- **Your instructions**
Return all the data below as it stands, minus the pictures.

(Data entries)
⟨

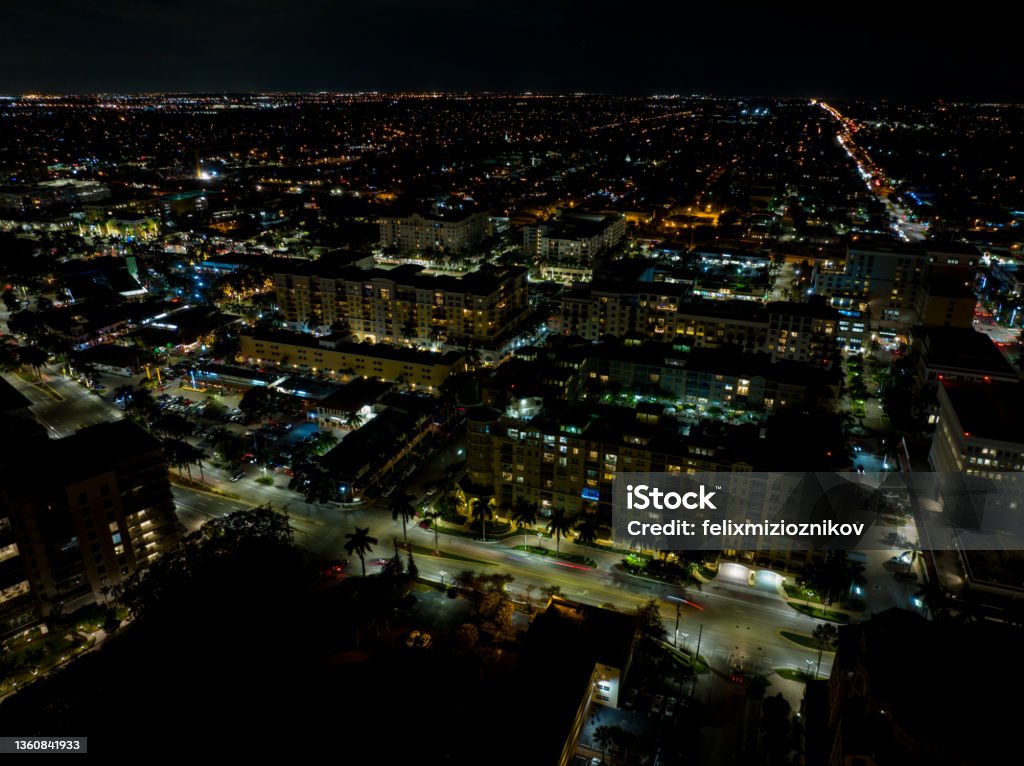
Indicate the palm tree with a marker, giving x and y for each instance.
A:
(177, 452)
(481, 510)
(360, 544)
(433, 516)
(401, 507)
(524, 515)
(198, 456)
(323, 441)
(587, 529)
(604, 737)
(559, 525)
(825, 636)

⟩

- **Completed task**
Indicate the palm tree with a marker, giving x and y for each instance.
A:
(177, 452)
(481, 510)
(360, 544)
(433, 516)
(401, 507)
(524, 515)
(198, 456)
(323, 441)
(587, 529)
(604, 737)
(559, 525)
(825, 636)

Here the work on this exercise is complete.